No Brasil esse fenômeno acontece de forma distinta. A criação dos condomínios residenciais horizontais tende a atender basicamente a duas premissas: o da segurança e a do contato com o verde sem a presença dos altos muros entre as casas. Porém devido a nossa condição econômica extremamente desigual e uma segmentação social ainda bastante profunda, essas comunidades são restritas às classes sociais mais privilegiadas. Para a classe média assalariada e para a classe pobre trabalhadora, as opções são bem menores. Porém há um crescente movimento de pessoas da classe média que estão deixando as áreas mais centrais das cidades à procura de uma vida mais tranquila e mais saudável em áreas campestres.

É irrefutável como a informática aparece como elemento catalizador importante na transformação comportamental do homem com o seu meio. A informática não só facilita essa mudança das pessoas e das atividades de negócio para outras áreas, como também estabelece uma nova relação entre as pessoas e as cidades. O êxodo rural que se verificou por décadas no passado inchando as cidades, agora testemunhamos um processo ao reverso. Um crescente número de pessoas está deixando as cidades em busca de uma vida no campo ou em comunidades menores. Essa nova onda migratória está definindo os caminhos das inter-relações das pessoas e como nós seres humanos nos relacionamos com as estruturas urbanas.
--------------------------------
CONJUNTO DE TAREFAS:
A. Responda com base no texto sobre as mudanças urbanas:
(i) Quais são as duas premissas que a criação dos condomínios residenciais horizontais tende a atender no Brasil?
(ii) A quais classes sociais essas comunidades são restritas?
(iii) Que elemento aparece como catalisador importante na transformação comportamental do homem com o seu meio?
B. Copie do texto sobre as mudanças urbanas o trecho de "É irrefutável como" a "as estruturas urbanas.", sem alterar nada.
C. Escreva a continuação do texto sobre as mudanças urbanas a partir do ponto em que ele termina.
Os dados provêm de uma fonte diferente da do texto.

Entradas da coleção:
--------------------------------
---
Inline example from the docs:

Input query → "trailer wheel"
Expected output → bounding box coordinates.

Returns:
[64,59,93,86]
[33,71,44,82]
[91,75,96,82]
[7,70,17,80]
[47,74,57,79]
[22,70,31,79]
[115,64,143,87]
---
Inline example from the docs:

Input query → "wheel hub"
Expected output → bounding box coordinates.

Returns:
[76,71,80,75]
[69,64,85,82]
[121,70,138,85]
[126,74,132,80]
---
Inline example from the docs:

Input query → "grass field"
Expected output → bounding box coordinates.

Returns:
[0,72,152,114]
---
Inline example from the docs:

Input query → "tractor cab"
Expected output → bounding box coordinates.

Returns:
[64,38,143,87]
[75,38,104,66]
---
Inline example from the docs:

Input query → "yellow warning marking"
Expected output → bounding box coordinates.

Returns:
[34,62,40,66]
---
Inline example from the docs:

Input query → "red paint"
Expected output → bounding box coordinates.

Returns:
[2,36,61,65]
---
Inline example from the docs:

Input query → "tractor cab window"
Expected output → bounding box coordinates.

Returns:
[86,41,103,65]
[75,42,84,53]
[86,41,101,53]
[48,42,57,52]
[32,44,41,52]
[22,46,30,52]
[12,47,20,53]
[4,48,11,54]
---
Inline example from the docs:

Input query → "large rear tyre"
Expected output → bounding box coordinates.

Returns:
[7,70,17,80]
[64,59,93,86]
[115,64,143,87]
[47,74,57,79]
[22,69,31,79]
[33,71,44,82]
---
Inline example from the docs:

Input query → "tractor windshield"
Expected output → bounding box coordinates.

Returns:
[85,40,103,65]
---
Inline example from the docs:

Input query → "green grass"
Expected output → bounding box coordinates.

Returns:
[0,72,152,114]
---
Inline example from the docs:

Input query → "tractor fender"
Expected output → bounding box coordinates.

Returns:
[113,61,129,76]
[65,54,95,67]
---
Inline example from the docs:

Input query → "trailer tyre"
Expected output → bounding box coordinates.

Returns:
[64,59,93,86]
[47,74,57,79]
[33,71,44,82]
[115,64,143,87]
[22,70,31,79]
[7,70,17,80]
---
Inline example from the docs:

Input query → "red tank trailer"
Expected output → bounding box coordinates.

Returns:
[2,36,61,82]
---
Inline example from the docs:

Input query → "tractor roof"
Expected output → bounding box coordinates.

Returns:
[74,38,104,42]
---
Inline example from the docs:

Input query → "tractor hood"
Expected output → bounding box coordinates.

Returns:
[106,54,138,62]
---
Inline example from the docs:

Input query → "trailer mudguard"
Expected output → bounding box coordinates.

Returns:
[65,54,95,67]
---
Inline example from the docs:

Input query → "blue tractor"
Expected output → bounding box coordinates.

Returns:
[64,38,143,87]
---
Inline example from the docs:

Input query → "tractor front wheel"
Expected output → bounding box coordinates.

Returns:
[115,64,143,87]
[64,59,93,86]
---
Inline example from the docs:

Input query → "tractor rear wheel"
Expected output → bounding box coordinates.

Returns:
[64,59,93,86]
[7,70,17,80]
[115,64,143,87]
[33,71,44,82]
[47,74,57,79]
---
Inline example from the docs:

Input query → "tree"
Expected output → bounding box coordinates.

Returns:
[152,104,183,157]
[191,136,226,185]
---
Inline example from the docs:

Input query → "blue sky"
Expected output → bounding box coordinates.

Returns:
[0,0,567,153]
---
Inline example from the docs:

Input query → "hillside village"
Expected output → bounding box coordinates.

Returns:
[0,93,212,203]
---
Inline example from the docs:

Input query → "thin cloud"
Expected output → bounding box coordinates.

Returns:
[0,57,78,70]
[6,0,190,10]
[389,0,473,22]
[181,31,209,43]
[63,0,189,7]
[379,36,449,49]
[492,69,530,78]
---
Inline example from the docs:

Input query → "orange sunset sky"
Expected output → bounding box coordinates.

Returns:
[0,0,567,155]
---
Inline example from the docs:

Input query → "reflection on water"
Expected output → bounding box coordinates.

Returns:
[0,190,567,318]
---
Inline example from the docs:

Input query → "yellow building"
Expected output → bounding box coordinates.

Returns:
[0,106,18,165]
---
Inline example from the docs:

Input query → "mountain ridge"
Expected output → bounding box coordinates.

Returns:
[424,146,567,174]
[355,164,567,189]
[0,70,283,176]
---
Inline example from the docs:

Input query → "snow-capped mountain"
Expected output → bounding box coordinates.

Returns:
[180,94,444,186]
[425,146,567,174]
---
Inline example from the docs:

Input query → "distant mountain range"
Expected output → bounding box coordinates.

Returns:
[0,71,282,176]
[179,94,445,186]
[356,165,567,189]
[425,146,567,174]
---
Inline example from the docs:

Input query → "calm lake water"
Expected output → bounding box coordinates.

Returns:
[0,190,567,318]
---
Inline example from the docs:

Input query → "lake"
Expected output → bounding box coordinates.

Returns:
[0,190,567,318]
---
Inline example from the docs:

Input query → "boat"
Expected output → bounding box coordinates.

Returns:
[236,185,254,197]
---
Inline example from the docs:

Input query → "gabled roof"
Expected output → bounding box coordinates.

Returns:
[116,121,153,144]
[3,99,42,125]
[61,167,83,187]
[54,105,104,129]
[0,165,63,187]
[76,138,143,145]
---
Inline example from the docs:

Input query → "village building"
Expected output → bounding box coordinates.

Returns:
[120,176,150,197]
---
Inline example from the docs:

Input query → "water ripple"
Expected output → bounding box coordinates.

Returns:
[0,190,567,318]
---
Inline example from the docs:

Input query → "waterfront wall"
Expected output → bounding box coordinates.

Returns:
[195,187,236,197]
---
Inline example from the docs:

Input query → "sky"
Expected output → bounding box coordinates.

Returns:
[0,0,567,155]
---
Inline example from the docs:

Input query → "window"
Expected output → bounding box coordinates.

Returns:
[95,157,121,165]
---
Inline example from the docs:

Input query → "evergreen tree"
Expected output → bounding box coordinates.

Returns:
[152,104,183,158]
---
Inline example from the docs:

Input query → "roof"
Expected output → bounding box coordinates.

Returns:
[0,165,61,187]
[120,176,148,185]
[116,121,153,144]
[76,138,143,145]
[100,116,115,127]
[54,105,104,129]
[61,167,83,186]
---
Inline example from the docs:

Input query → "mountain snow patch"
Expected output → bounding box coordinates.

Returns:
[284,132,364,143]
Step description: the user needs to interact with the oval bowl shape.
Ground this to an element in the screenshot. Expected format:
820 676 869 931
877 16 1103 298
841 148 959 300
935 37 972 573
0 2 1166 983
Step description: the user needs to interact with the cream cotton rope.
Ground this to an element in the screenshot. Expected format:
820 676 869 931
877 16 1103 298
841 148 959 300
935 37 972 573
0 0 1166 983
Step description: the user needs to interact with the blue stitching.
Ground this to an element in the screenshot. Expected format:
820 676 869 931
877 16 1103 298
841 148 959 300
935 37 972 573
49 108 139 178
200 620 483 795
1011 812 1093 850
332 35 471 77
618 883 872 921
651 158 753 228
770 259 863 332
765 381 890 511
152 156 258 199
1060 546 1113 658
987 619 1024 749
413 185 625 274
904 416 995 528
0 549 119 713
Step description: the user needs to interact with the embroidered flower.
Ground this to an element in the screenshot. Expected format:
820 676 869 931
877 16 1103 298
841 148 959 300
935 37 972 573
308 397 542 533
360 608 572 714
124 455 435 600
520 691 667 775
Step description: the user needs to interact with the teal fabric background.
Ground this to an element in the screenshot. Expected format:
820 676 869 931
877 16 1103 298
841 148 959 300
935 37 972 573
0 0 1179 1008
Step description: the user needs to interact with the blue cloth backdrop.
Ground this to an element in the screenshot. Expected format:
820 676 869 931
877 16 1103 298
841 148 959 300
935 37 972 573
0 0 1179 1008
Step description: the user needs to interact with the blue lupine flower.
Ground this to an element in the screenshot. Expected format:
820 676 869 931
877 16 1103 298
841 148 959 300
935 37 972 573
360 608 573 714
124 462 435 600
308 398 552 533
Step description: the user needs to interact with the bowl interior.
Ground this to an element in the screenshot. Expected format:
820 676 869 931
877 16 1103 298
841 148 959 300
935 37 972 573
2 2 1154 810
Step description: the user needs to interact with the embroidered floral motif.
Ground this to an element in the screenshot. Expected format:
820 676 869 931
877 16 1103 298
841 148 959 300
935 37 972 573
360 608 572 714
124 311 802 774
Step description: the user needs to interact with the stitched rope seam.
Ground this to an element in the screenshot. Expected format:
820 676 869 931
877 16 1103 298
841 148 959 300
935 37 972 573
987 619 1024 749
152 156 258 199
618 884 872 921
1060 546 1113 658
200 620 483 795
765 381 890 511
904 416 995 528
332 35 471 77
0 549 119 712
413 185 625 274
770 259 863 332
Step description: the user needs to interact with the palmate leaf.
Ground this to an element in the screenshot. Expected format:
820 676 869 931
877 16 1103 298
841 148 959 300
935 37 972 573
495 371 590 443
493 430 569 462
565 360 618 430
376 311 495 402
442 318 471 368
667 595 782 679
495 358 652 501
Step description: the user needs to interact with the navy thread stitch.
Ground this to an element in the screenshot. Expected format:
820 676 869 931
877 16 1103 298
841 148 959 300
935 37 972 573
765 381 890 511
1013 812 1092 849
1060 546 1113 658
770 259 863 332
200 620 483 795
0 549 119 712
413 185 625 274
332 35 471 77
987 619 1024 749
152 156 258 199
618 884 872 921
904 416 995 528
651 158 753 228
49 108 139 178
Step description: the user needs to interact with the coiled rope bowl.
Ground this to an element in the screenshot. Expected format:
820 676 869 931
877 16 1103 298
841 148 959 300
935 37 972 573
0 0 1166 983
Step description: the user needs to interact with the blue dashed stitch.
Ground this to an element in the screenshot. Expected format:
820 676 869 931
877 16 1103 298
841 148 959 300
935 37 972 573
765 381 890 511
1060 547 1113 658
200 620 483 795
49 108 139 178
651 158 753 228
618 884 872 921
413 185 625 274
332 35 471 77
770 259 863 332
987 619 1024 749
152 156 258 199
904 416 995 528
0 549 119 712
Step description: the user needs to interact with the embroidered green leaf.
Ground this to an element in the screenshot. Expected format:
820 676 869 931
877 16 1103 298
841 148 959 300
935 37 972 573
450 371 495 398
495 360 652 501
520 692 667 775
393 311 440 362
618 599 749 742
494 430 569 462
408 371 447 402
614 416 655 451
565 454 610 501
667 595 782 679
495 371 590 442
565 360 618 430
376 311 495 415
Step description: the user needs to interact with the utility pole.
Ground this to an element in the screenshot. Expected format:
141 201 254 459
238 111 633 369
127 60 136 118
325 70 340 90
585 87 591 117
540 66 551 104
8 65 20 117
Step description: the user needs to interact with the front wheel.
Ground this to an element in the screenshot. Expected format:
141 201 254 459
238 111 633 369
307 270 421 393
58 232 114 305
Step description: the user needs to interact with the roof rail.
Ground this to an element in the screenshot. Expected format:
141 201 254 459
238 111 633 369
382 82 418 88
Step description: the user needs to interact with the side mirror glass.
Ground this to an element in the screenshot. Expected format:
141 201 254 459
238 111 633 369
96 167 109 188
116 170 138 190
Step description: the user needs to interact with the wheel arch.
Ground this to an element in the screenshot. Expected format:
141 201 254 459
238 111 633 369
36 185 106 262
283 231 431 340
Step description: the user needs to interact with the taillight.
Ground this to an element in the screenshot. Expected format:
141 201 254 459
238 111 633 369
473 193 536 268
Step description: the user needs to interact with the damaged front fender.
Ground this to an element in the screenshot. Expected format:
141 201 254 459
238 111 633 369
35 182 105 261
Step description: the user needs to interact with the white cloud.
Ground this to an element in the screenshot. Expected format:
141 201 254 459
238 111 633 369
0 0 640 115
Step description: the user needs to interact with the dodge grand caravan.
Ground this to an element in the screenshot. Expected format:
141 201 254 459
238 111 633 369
--------------------------------
RESPOSTAS:
A.
(i) A da segurança e a do contato com o verde sem a presença dos altos muros entre as casas.
(ii) Às classes sociais mais privilegiadas.
(iii) A informática.

B.
É irrefutável como a informática aparece como elemento catalizador importante na transformação comportamental do homem com o seu meio. A informática não só facilita essa mudança das pessoas e das atividades de negócio para outras áreas, como também estabelece uma nova relação entre as pessoas e as cidades. O êxodo rural que se verificou por décadas no passado inchando as cidades, agora testemunhamos um processo ao reverso. Um crescente número de pessoas está deixando as cidades em busca de uma vida no campo ou em comunidades menores. Essa nova onda migratória está definindo os caminhos das inter-relações das pessoas e como nós seres humanos nos relacionamos com as estruturas urbanas.

C.
Esse processo migratório irá desinchar as cidades?

Acredito que não. Pelo menos não num futuro a médio prazo. Acredito que existem alguns aspectos fundamentais a serem considerados. O primeiro fator é que não existem empregos em número suficiente para todos fora das cidades. Em segundo lugar, caso haja um esvaziamento dos centros urbanos de modo mais expressivo, haveria uma falência impactante na área imobiliária, no setor da construção civil, no setor fiscal e nos vários sistemas de infraestrutura já implantados nos centros urbanos. Em terceiro lugar, eu diria que essa migração se torna bastante difícil para as classes menos favorecidas que dependem diretamente dos empregos existentes nas cidades e em seus bairros. Outro aspecto a ser considerado é que, se isso de fato ocorrer, é as cidades se alongariam muito horizontalmente, e isso não seria prático nem econômico. Porém, não se pode negar que esse fenômeno já acontece, mesmo que numa escala ainda não tão expressiva. O que temos que ter como perspectiva é que as cidades são estruturas vivas e dinâmicas. Mesmo que haja um crescente processo de migração para o campo, sempre existirá mercado e demanda para imóveis dentro das cidades. Isso porque não podemos simplesmente abandonar toda estrutura existente em nossas metrópoles. Simplesmente não funciona assim.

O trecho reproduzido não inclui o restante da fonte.